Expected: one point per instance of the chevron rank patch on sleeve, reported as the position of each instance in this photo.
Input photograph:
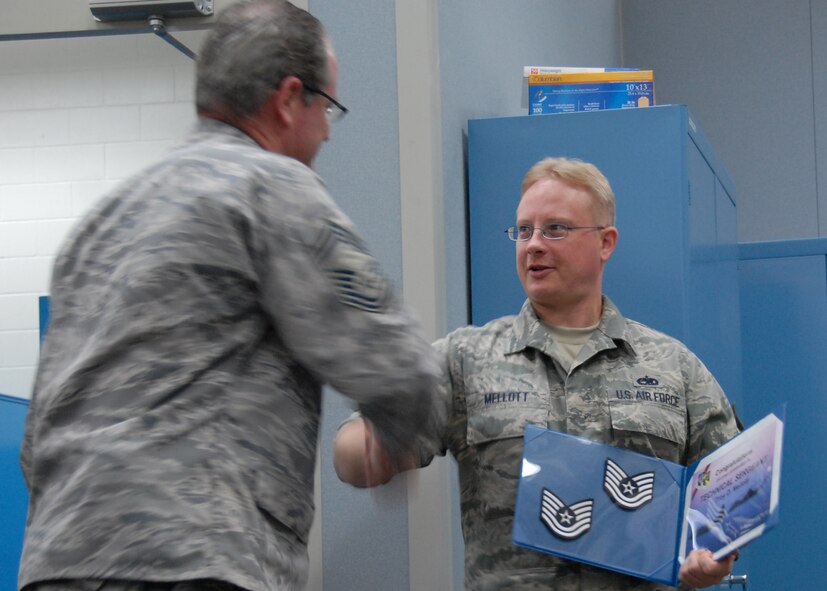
(567, 522)
(628, 492)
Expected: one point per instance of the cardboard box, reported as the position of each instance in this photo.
(589, 89)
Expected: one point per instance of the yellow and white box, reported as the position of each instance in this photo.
(588, 89)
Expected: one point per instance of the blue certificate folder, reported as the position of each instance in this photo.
(640, 515)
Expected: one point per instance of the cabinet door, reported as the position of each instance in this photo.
(784, 323)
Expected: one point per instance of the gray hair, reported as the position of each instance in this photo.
(577, 173)
(253, 46)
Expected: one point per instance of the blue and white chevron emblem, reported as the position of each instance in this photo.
(567, 522)
(629, 492)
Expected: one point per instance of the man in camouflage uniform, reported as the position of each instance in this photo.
(196, 313)
(569, 361)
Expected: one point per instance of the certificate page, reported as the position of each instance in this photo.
(732, 495)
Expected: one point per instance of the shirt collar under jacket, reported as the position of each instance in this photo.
(528, 331)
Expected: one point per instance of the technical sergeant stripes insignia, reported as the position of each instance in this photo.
(567, 522)
(628, 492)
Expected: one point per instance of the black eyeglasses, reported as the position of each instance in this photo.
(524, 233)
(335, 110)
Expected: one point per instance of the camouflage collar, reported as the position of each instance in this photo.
(527, 330)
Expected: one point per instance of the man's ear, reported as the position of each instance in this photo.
(285, 99)
(609, 242)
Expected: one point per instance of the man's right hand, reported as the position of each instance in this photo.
(360, 459)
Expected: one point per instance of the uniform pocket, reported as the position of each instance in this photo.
(503, 414)
(652, 429)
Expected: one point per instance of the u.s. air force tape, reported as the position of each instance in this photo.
(355, 274)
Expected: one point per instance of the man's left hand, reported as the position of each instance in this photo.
(701, 570)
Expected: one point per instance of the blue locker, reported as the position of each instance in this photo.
(13, 494)
(784, 320)
(675, 267)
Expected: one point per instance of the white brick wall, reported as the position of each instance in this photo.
(76, 116)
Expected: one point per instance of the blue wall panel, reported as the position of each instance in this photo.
(13, 494)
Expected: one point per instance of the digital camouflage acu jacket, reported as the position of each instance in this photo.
(630, 386)
(195, 315)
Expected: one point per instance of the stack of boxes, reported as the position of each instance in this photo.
(563, 90)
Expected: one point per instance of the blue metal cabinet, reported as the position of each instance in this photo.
(784, 322)
(13, 494)
(675, 267)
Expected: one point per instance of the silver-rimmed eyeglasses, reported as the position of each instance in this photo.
(335, 110)
(523, 233)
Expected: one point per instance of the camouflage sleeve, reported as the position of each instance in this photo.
(337, 313)
(711, 418)
(448, 428)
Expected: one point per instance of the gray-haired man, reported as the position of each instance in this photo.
(196, 313)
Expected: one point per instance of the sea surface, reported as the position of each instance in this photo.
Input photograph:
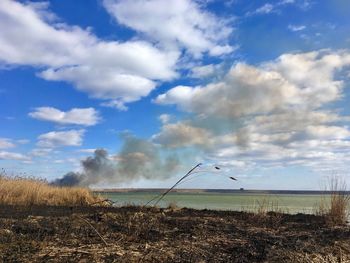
(288, 203)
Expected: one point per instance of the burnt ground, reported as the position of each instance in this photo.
(137, 234)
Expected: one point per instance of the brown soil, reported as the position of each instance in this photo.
(136, 234)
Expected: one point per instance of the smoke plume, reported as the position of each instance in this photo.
(137, 159)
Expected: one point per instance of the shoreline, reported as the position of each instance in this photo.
(150, 234)
(222, 191)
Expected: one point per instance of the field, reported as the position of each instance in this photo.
(237, 201)
(40, 222)
(136, 234)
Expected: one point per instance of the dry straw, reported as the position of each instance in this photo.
(32, 191)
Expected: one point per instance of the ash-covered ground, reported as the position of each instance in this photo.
(137, 234)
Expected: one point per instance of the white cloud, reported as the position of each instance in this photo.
(207, 71)
(86, 150)
(275, 7)
(85, 116)
(296, 28)
(6, 143)
(123, 71)
(265, 9)
(13, 156)
(270, 115)
(40, 152)
(174, 23)
(304, 81)
(61, 138)
(164, 118)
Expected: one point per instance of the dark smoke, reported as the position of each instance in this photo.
(137, 159)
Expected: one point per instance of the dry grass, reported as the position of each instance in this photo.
(29, 191)
(336, 208)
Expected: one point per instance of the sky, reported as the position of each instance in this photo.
(258, 88)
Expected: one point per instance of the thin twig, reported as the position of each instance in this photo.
(104, 241)
(160, 196)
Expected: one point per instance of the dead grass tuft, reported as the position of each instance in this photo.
(336, 207)
(32, 191)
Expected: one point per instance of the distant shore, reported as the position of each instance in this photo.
(150, 234)
(224, 191)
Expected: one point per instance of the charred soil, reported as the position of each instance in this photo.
(139, 234)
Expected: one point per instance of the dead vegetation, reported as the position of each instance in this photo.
(140, 234)
(336, 206)
(31, 191)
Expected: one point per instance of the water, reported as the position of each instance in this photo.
(289, 203)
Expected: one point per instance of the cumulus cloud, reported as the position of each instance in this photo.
(123, 71)
(40, 152)
(13, 156)
(269, 115)
(174, 23)
(305, 80)
(275, 7)
(207, 71)
(6, 143)
(86, 116)
(61, 138)
(296, 28)
(164, 118)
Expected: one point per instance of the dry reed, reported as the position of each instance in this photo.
(335, 208)
(32, 191)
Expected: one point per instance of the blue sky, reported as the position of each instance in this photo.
(260, 88)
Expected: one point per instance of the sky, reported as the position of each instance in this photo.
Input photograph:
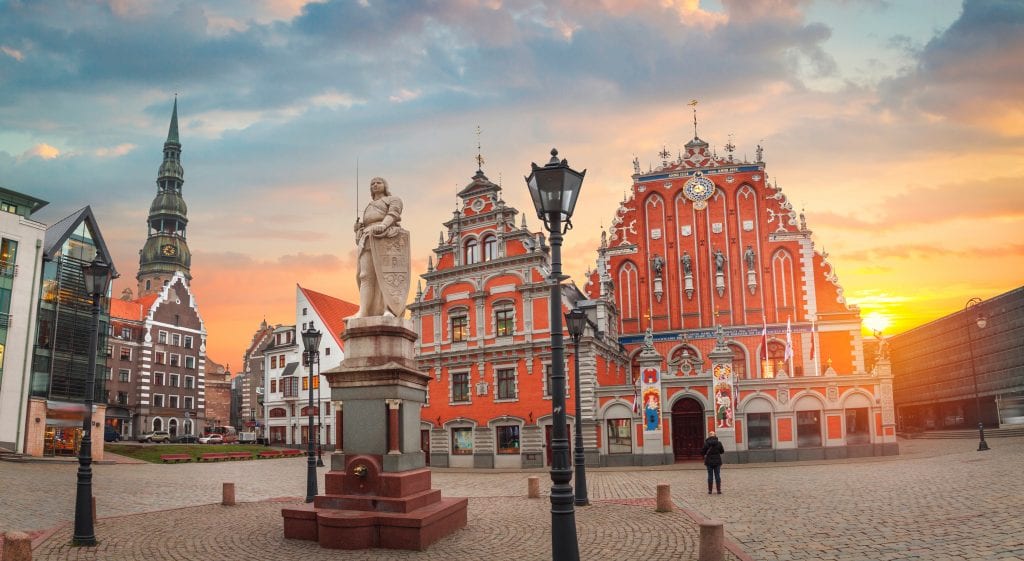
(896, 126)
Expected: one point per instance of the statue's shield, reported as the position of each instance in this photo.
(392, 263)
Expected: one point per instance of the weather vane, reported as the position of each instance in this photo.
(479, 156)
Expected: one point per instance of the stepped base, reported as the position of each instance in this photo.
(376, 510)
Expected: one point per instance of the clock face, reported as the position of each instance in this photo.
(698, 188)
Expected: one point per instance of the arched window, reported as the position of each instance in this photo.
(774, 363)
(472, 252)
(489, 248)
(738, 360)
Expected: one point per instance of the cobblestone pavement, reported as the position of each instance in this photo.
(940, 500)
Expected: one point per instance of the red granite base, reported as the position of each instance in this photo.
(376, 510)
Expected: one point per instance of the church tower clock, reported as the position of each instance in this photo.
(166, 251)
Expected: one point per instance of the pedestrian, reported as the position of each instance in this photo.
(713, 450)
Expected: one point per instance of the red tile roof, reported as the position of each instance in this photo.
(332, 310)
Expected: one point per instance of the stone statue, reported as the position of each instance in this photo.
(719, 260)
(384, 264)
(657, 263)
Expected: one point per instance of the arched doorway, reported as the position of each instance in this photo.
(687, 429)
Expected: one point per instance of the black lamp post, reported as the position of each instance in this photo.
(577, 321)
(320, 421)
(554, 189)
(310, 341)
(981, 320)
(97, 282)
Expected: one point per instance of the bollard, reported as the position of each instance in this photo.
(664, 503)
(712, 541)
(16, 547)
(228, 494)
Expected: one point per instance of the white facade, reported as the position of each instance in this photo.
(22, 277)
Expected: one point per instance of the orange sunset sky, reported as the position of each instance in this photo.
(896, 126)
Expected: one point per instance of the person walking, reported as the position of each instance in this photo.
(713, 450)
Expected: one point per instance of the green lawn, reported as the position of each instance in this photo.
(152, 452)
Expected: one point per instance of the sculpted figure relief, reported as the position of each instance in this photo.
(383, 273)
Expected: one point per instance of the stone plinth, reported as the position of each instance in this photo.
(378, 493)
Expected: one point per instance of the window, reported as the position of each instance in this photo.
(504, 322)
(620, 436)
(508, 439)
(759, 431)
(462, 441)
(489, 248)
(506, 384)
(774, 363)
(460, 328)
(857, 430)
(808, 428)
(460, 387)
(472, 252)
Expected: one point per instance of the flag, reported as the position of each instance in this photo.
(788, 341)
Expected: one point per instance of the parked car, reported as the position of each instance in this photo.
(156, 436)
(111, 434)
(211, 439)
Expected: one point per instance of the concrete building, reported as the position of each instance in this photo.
(941, 367)
(20, 261)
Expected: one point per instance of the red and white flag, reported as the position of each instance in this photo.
(788, 341)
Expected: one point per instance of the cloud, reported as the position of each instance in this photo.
(42, 150)
(970, 72)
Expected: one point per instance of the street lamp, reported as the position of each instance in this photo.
(554, 189)
(97, 282)
(577, 321)
(981, 320)
(310, 341)
(320, 421)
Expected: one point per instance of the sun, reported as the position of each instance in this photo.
(877, 321)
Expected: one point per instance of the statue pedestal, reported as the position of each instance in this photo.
(378, 492)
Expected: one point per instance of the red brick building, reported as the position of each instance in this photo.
(701, 243)
(482, 318)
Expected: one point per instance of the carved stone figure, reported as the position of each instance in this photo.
(384, 263)
(657, 263)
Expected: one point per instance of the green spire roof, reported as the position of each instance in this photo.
(172, 132)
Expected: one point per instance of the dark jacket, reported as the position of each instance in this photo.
(713, 450)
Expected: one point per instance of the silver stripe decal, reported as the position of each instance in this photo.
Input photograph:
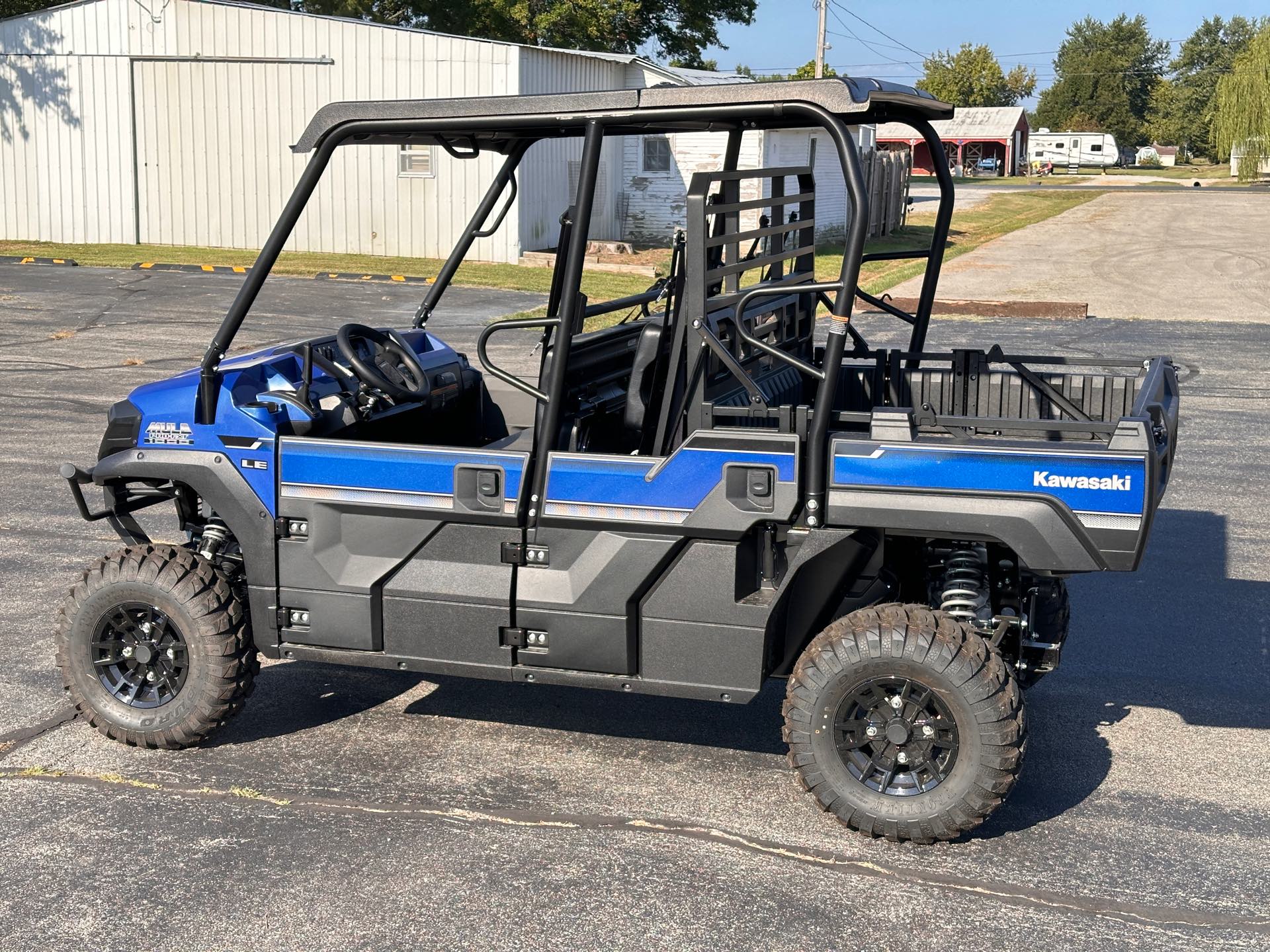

• • • •

--- TASK STATEMENT ---
Start with the line that holds "Expected: one point per instance of the street" and retype each line through the last one in the data, exactly and without pictures.

--- RESULT OF THIS TASK ---
Expected: one point per instance of the street lamp, reported as the position of each instance in this photo.
(554, 189)
(97, 282)
(577, 321)
(981, 320)
(310, 341)
(320, 421)
Expected: one point per instance of the sun, reported as the position of each instance in this photo.
(877, 321)
Expected: one point per instance of the statue pedestal, reported as the position of each instance in this photo.
(378, 492)
Expected: one point per instance of the red brick building, reported as the position of each instance in this photo.
(701, 243)
(482, 318)
Expected: one point per instance of the carved stone figure, reported as the position of each instance in this photo.
(384, 263)
(657, 263)
Expected: one point per instance of the green spire roof, reported as the position of each instance in this photo.
(172, 132)
Expected: one point per instance of the dark jacket, reported as the position of each instance in this photo.
(713, 450)
Expected: one point per instance of the silver stripe decal, reported as the position of each instance in this photo.
Input photograph:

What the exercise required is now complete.